Records from a dataset

□ □ □ □

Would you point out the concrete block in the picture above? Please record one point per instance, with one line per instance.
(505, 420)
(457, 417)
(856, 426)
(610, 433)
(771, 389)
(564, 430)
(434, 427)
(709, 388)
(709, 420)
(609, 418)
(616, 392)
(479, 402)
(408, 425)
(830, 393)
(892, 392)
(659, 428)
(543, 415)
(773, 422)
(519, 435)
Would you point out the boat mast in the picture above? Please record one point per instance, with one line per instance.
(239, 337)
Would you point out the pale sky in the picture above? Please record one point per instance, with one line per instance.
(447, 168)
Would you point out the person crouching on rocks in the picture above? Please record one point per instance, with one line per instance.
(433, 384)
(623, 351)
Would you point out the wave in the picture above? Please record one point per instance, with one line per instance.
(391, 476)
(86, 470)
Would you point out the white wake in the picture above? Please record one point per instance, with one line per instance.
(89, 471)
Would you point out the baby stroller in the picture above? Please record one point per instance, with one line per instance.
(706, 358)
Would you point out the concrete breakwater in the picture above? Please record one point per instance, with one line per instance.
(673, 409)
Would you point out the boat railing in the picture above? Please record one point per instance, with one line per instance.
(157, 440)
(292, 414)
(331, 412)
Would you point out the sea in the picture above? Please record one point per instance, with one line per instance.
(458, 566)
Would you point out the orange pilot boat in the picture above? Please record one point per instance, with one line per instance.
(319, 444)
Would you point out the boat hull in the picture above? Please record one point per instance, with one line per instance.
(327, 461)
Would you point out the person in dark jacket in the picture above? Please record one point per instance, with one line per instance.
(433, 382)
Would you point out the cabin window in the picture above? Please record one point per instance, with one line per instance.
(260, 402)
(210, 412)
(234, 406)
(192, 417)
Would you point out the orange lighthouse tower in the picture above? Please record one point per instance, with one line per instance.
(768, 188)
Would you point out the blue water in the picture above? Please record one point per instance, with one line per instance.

□ □ □ □

* [Exercise brief]
Copy the material from the line with "Would you point out the orange lighthouse" through the end of the material, swapping "blue water" for "open water" and keeping everything else the same.

* [Answer to the exercise]
Would you point out the orange lighthouse tower in the picture above? Please record one point per instance, with one line per instance.
(768, 188)
Would you point out the open water in the picture above? Please record one point per instance, with one line per instance.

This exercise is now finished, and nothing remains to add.